** start Listed entries **
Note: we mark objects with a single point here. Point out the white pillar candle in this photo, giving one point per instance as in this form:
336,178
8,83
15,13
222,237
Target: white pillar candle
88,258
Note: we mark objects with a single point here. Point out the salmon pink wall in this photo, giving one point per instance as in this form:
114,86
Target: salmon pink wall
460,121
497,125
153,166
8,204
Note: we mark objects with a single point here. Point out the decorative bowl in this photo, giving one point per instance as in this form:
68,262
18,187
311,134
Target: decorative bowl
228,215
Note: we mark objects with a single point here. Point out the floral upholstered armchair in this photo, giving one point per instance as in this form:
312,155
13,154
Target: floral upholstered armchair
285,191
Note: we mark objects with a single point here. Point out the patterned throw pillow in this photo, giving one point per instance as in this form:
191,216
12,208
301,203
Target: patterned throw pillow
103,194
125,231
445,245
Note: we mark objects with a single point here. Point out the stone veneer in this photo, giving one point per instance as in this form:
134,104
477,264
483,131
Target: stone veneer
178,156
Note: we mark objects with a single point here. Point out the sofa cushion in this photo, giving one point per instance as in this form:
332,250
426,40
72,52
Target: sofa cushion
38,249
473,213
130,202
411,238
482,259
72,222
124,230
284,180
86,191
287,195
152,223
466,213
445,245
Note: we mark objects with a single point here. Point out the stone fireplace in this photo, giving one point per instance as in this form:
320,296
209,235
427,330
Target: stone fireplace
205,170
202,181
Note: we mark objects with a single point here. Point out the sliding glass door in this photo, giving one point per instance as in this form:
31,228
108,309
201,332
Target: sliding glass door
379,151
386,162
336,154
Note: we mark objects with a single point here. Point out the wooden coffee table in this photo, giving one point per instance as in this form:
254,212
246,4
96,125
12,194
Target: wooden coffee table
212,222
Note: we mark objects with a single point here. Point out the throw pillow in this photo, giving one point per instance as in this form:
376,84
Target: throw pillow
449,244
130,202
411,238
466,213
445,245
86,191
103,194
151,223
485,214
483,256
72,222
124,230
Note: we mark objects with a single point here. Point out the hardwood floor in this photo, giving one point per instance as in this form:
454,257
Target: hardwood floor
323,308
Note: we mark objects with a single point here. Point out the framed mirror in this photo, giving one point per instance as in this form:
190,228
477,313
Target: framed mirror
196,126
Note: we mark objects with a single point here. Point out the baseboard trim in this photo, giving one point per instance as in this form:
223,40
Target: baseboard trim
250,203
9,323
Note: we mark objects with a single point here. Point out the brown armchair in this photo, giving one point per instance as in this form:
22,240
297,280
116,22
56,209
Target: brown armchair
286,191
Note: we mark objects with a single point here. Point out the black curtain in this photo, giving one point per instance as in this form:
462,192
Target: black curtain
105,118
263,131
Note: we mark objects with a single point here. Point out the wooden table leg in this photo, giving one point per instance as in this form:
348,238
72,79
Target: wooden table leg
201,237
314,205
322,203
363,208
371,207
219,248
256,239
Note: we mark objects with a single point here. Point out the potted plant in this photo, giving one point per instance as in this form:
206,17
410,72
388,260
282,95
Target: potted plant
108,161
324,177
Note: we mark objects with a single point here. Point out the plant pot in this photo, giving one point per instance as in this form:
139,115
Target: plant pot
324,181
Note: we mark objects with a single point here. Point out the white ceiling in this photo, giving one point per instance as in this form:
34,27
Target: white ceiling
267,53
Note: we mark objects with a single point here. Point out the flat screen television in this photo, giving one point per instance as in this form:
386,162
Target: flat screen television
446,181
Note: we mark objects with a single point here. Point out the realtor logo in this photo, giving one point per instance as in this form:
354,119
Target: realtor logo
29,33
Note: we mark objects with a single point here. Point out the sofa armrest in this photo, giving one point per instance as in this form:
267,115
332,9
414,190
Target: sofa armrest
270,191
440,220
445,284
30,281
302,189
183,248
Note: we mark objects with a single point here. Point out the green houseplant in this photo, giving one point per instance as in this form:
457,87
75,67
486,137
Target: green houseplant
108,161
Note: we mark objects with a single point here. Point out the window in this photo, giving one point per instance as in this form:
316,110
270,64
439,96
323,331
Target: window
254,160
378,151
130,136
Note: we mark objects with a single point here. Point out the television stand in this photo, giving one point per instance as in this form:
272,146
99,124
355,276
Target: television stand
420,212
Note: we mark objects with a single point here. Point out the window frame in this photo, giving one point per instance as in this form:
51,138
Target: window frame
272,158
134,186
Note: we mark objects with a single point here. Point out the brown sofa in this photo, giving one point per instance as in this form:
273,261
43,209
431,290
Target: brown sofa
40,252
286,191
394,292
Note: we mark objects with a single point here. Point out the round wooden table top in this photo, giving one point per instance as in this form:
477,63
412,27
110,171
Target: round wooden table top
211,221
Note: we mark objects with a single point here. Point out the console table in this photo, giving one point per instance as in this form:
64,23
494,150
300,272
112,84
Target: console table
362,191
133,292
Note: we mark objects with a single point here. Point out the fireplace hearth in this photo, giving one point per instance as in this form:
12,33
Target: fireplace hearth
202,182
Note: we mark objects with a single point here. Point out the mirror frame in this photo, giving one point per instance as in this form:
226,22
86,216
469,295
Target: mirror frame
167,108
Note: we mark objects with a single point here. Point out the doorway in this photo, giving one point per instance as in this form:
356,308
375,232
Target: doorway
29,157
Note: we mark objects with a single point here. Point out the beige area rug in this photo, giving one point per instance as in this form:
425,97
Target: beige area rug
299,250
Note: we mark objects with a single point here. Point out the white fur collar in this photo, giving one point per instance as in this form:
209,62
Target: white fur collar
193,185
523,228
** end Listed entries **
- Requirement -
Copy the rows above word for word, starting at the line that contains "the white fur" and ending with the last line of the rows.

- Response -
Note: we mark objects with a single point here. Point out the white fur collar in this photo, giving one point per instance as in this form:
209,62
Target: white fur collar
193,185
523,228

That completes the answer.